Parts of the exercise:
(A) In the essay on career loyalty, how much more do job hoppers earn than people who stay put?
(B) Carry on the essay about career loyalty, picking up right after its last sentence.

Page excerpt:
This is a genuine power shift. When institutions controlled these assets, individuals had no leverage. You worked for them because you had no alternative path to accumulation. The professional bargain made sense: show up, work hard, stay loyal, and the institution rewards you. They could afford to honor that bargain because they controlled something you couldn’t get on your own.
That’s no longer true.
Loyalty is now a career liability. Job hoppers earn 30% more than people who stay put. The average tenure at a company has collapsed to four years, and the people staying longer aren’t being rewarded for it. They’re being punished with below-market salaries while new hires get signing bonuses. Promotions are almost entirely meaningless. Have you seen the kind of title inflation going around? Everyone has a “Senior” in their title now.
So, what now?
It seems like the crowd either chooses to realize that the organizations they work for are not going to meaningfully reward them and opt out of the game, or they choose to build something of their own on the side. Audiences, businesses, portfolios, client books. Anything that compounds in their name instead of their employer’s.
And that brings us to the current.
The Deserters
These are the folks who are part of that “soft life” movement. The quiet quitters. The people doing just enough to not get fired and redirecting all remaining energy elsewhere.
The professional class looks at these people with contempt. Lazy. Entitled. No work ethic. They think they don’t know how the world works.
I actually beg to differ. The problem is that they understand exactly how the world works.
The deserter’s rationalization is simple: if maximum effort gets you 10% ahead and minimum effort keeps you 90% there, the ROI on that extra effort is terrible. You’re trading your finite, non-renewable life energy for marginal gains in a game that’s increasingly unlikely to pay out.
They’ve looked at the senior managers a few rungs above them toiling away and asked an uncomfortable question: do they actually have better lives? Often they are increasingly realizing that the simple, truthful answer is no.
The senior manager has a marginally nicer apartment they’re never in. A better title that means nothing outside the company. More money that goes to paying for convenience services to cope with having no time.
So, don’t knock on the deserters just yet. Let’s agree to call it capital reallocation. They’re pulling investment from a low-yield asset (corporate career) and redirecting it to higher-yield alternatives: relationships, health, experiences, side projects.
They deserted an army that wasn’t going to win anyway.
The Mercenaries
The personal brand maximalists posting content every day. The guy at your office running a Shopify store on the side. The trader who spends more mental energy on her own Polymarket book than her day job. The developer building a SaaS product in the evenings. The consultant slowly converting corporate clients into personal ones.
The professional class looks at these people with contempt. Narcissistic. Cringe. Main character syndrome. Distracted. Not a team player.
Again, I disagree. They’re building BECAUSE they have more self-awareness than anyone.
The mercenary’s rationalization is simple: your job is a depreciating asset, but things you own are compounding ones.
When you work for a company, you’re building their equity. The relationships you forge, the skills you develop, the reputation you build, it all accrues to the corporate brand. When you leave, you start over. When they lay you off, you have nothing but a resume line.
Owned assets work differently. An audience compounds. A product generates revenue while you sleep. A trading strategy that’s on YOUR BOOK scales without permission from anyone. A client roster follows you when you quit. These things create optionality that no employer can give you and no layoff can take away.

Dataset excerpt:
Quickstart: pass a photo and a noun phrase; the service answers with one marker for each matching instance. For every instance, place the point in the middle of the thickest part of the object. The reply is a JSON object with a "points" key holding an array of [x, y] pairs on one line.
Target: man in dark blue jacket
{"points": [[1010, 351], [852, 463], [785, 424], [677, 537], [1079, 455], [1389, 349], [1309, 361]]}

Exercise answers:
(A) 30% more.

(B)
The specific vehicle matters less than the principle: build something that’s yours. Some mercenaries accumulate attention. Others accumulate capital. Others accumulate customers or skills or intellectual property. The common thread is ownership. They’re done building equity for shareholders who wouldn’t recognize them in an elevator.
In a world of AI, layoffs, and industry disruption, the only durable moat is having leverage that doesn’t depend on your employer’s continued existence. “Cringe” is a tax paid by people building leverage. The people calling it cringe have no leverage. Their contempt is cope.
Why The Middle Is Now Irrational
The traditional path, work hard, be humble, climb steadily, trust the system, is now the highest-risk choice. It used to be the safe option.
Boring but reliable. You traded upside for stability.
Now you get neither.
The person in the middle is paying all the costs of ambition without the upside of either extreme. They don’t get the time freedom of the deserters. They don’t get the asymmetric leverage of the mercenaries. They get the worst of both worlds: working hard for a system that won’t reward them, while building nothing that’s truly theirs.
The middle path is a bet on the old system still functioning. And that bet looks worse every year.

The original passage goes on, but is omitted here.